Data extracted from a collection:
◇ ◇ ◇ ◇

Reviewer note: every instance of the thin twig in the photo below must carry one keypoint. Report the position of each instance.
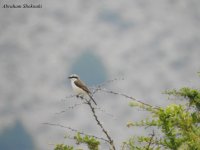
(151, 139)
(75, 130)
(101, 126)
(105, 83)
(126, 96)
(70, 107)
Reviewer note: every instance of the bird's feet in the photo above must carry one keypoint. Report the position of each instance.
(79, 96)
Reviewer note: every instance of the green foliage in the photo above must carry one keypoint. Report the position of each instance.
(177, 125)
(91, 142)
(63, 147)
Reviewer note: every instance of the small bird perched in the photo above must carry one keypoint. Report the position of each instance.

◇ ◇ ◇ ◇

§ **Exercise task**:
Can you convert all of the items above into a Markdown table with the columns Row and Line, giving each non-blank line its own numbered row and leaving the pictures out?

§ **Finished exercise**:
| Row | Line |
|---|---|
| 1 | Reviewer note: every instance of the thin twig in the photo below must carry one keypoint. Report the position of each instance. |
| 2 | (151, 139) |
| 3 | (75, 130) |
| 4 | (101, 126) |
| 5 | (105, 83) |
| 6 | (126, 96) |
| 7 | (70, 107) |
| 8 | Reviewer note: every instance of the bird's feet in the photo above must carry one keypoint. Report the position of each instance. |
| 9 | (79, 96) |
| 10 | Reviewer note: every instance of the green foliage in the photo above must carry one keypoint. Report the position of each instance. |
| 11 | (177, 125) |
| 12 | (91, 142) |
| 13 | (63, 147) |
| 14 | Reviewer note: every instance of the small bird perched in the photo above must carry one keypoint. Report the position of each instance. |